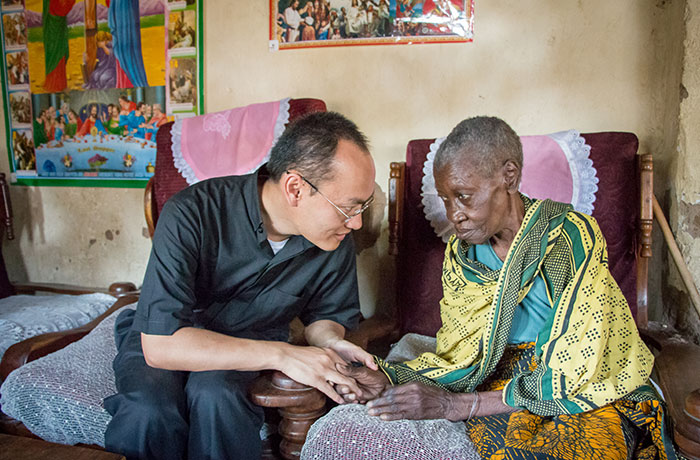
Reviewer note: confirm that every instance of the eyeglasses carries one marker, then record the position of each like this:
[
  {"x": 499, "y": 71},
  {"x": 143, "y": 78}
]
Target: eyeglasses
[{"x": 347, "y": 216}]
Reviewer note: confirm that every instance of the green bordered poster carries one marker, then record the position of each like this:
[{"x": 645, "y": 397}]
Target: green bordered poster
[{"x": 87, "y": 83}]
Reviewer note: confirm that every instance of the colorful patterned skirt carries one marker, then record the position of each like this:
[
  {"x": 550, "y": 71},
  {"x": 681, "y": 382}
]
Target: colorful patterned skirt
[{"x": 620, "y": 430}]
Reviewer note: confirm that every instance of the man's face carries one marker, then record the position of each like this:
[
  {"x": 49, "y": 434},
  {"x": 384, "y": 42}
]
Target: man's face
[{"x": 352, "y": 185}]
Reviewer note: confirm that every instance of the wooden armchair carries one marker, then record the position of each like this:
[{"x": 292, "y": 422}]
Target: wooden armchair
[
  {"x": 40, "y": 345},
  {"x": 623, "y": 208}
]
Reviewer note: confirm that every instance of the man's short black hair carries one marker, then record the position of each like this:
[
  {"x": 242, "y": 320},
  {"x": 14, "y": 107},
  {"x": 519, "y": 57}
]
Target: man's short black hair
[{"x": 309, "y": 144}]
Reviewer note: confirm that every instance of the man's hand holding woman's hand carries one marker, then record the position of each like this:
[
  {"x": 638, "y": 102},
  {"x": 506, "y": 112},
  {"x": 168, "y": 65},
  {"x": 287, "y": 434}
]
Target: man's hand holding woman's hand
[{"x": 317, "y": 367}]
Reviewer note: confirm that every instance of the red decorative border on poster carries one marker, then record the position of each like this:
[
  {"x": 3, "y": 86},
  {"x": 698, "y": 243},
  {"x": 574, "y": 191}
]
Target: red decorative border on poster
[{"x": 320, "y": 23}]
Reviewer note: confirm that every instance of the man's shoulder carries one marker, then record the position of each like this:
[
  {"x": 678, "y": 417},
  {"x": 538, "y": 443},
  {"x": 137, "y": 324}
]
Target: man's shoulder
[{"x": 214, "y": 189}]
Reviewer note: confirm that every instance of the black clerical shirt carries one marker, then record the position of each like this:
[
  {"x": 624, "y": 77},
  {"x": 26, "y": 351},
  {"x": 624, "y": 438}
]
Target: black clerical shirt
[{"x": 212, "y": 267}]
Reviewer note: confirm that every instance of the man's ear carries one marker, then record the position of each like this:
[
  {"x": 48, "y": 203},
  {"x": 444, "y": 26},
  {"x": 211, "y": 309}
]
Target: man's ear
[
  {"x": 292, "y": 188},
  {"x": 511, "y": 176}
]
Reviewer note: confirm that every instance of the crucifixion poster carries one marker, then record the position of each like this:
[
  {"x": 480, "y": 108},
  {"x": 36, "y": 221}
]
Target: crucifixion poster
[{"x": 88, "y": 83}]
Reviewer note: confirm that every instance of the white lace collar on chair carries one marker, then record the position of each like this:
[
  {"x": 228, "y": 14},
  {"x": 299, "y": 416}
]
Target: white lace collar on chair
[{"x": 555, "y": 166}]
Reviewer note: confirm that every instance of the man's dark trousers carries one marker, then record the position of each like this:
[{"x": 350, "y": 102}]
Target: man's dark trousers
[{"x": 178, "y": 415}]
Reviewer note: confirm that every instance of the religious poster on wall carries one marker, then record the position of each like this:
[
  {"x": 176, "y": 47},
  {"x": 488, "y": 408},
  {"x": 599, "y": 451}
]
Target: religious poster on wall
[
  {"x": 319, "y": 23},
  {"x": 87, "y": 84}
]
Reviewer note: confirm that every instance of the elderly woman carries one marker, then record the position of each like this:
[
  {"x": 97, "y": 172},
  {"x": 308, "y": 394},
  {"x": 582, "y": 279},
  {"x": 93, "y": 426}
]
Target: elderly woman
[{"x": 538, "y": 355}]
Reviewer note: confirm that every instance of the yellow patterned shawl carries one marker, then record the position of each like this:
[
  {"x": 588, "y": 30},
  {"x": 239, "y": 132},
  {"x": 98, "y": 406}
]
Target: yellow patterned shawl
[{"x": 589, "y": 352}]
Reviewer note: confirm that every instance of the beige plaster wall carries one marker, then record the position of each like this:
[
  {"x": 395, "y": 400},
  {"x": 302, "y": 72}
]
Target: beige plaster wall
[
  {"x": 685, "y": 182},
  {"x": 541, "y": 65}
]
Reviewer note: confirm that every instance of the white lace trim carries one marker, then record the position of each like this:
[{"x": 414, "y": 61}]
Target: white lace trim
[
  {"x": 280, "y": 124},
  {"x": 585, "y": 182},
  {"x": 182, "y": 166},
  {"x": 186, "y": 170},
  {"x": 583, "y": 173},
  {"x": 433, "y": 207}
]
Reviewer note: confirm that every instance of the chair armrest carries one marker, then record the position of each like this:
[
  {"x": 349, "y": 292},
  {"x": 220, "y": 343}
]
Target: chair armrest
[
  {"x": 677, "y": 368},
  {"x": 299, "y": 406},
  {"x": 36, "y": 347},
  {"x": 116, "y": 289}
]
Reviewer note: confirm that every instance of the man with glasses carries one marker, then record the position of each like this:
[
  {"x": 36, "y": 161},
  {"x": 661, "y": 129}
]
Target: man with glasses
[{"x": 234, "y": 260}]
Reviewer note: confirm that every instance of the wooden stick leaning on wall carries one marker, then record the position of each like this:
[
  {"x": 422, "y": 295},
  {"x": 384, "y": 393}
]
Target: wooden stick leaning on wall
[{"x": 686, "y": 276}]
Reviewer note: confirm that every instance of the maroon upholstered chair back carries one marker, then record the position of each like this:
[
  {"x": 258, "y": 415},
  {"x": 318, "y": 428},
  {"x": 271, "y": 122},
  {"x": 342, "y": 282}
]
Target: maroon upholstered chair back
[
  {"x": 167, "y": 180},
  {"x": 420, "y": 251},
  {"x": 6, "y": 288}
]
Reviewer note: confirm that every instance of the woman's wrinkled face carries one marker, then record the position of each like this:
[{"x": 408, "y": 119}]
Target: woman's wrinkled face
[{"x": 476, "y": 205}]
──────
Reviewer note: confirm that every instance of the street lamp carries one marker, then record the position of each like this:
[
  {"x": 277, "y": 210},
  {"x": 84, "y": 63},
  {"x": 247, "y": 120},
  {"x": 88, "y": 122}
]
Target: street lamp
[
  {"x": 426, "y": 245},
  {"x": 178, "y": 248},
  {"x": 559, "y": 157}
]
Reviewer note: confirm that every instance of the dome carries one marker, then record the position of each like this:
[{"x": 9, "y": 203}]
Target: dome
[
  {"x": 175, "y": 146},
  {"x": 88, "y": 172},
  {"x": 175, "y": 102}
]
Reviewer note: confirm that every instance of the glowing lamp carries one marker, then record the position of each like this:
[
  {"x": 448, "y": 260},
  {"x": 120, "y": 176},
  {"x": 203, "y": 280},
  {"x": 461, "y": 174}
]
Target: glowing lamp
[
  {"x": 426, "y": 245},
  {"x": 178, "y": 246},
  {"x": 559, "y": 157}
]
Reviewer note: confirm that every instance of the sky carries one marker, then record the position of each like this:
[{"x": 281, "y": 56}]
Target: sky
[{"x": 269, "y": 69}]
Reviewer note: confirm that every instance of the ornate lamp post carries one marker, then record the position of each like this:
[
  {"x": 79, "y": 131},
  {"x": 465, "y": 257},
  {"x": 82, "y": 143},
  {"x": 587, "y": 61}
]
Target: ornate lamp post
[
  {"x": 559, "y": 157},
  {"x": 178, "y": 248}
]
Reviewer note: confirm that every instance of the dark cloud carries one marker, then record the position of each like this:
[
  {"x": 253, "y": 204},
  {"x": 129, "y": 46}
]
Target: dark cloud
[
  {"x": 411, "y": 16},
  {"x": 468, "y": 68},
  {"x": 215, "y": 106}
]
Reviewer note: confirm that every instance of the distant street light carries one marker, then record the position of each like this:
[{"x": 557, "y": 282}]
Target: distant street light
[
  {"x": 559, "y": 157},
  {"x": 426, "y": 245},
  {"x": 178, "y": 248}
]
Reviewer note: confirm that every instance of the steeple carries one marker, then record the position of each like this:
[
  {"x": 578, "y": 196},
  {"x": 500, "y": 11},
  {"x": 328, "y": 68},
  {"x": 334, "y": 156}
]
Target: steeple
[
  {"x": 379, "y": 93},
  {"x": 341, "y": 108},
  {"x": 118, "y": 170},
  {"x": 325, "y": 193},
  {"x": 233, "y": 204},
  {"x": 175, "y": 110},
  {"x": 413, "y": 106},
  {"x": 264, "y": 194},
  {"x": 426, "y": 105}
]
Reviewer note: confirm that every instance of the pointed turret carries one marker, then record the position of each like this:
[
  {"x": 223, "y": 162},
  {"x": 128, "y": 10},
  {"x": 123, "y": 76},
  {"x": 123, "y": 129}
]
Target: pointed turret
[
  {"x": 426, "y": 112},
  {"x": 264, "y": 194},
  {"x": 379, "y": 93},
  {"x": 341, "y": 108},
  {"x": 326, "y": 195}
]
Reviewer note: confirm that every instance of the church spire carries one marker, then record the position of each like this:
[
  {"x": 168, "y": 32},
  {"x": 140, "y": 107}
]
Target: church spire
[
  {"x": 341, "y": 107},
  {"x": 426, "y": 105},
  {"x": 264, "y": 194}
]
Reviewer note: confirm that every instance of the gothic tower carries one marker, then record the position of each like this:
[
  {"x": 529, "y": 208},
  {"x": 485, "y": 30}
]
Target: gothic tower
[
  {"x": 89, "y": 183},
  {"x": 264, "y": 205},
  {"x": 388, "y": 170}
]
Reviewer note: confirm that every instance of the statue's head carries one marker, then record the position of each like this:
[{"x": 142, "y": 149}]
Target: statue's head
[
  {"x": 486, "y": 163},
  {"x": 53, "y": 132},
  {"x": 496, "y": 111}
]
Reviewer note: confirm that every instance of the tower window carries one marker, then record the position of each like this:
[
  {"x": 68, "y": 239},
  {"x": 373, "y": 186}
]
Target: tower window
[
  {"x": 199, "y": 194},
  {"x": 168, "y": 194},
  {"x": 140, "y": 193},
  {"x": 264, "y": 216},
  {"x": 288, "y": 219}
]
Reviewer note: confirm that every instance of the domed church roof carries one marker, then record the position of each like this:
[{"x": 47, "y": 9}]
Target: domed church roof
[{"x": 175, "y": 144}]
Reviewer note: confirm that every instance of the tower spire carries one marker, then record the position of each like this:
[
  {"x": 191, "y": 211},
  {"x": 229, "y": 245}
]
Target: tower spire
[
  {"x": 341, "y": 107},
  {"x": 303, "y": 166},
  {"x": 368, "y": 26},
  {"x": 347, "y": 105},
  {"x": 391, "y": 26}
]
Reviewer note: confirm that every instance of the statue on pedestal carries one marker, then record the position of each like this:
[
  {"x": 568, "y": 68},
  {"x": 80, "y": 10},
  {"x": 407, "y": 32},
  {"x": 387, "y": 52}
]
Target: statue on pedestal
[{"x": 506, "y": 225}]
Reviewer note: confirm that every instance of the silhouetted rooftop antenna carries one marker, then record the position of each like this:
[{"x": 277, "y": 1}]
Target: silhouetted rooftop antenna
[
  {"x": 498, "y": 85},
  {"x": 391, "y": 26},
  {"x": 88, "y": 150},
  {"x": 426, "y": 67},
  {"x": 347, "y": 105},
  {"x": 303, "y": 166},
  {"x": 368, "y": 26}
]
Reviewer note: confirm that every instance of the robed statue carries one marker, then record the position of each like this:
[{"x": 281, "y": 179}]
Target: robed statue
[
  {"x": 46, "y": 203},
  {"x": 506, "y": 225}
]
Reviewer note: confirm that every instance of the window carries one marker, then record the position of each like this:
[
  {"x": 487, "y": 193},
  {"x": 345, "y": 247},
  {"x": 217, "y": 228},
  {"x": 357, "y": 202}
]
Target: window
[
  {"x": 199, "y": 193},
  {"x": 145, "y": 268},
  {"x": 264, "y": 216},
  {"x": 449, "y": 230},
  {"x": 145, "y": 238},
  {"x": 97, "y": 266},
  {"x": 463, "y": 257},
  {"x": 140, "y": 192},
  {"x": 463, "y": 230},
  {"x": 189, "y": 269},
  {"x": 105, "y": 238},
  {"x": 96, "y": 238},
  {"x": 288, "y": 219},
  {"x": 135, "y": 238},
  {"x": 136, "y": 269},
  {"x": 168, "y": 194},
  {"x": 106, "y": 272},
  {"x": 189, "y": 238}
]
──────
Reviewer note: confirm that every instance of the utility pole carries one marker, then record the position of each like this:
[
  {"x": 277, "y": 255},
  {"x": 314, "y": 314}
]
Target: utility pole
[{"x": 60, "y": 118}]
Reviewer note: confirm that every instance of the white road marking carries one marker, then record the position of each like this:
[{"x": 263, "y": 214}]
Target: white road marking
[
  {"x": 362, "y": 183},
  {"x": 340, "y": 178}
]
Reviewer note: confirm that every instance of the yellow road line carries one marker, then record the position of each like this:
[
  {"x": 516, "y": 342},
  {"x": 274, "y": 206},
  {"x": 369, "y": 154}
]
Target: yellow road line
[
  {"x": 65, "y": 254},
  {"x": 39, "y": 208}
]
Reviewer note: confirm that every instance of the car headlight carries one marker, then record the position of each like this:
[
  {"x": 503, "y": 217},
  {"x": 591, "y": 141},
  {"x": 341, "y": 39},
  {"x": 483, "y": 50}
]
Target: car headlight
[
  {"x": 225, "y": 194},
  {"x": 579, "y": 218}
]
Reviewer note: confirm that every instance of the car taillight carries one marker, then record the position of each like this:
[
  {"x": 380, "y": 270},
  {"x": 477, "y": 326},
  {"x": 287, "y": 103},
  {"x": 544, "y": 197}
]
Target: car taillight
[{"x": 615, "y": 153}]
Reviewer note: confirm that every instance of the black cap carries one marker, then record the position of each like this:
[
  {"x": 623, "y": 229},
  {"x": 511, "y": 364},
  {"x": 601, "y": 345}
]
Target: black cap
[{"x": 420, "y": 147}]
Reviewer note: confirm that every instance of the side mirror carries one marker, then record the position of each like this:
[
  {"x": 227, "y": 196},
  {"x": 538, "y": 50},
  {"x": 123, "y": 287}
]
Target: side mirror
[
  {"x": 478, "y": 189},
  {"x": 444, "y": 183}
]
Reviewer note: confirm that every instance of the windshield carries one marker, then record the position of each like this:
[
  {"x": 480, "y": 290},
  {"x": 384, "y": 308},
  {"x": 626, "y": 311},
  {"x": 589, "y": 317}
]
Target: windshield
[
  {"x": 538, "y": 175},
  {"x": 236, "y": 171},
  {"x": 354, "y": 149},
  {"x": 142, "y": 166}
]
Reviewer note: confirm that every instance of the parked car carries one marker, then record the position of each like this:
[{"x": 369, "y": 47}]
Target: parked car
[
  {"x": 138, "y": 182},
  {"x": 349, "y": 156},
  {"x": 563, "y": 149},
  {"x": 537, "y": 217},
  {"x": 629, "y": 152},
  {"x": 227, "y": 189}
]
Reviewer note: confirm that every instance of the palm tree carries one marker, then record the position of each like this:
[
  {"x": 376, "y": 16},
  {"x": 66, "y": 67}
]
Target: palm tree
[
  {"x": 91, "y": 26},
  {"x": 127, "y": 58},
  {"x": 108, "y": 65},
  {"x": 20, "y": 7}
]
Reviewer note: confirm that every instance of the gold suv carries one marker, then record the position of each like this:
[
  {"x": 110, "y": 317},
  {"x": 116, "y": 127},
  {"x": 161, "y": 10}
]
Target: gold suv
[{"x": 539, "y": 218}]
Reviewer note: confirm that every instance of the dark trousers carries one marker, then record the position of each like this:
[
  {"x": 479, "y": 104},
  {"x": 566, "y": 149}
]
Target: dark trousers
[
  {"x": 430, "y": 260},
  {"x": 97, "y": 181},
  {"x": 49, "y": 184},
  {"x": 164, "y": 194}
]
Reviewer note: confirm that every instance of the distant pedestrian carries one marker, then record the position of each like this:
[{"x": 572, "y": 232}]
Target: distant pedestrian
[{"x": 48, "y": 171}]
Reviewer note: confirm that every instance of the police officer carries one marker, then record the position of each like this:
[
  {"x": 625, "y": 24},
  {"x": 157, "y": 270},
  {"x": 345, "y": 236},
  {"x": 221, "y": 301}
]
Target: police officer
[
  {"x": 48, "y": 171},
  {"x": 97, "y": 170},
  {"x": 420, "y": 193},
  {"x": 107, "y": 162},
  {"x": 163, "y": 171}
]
──────
> **TASK DIRECTIONS**: Count the lines in the items above that contain the string "palm". Reply with the number only.

> **SOLVED PROBLEM**: 2